[WHAT YOU HAVE TO DO] For every entry, output the exact wording.

** Opening GIVEN ENTRIES block **

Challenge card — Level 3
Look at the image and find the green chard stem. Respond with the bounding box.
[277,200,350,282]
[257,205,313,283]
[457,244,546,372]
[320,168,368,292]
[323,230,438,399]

** Closing GIVEN ENTRIES block **

[RESULT]
Challenge card — Level 3
Look at the image and find the green chard stem. Respond with the bounding box.
[277,200,350,282]
[257,205,313,283]
[457,244,546,372]
[320,168,368,292]
[323,230,438,399]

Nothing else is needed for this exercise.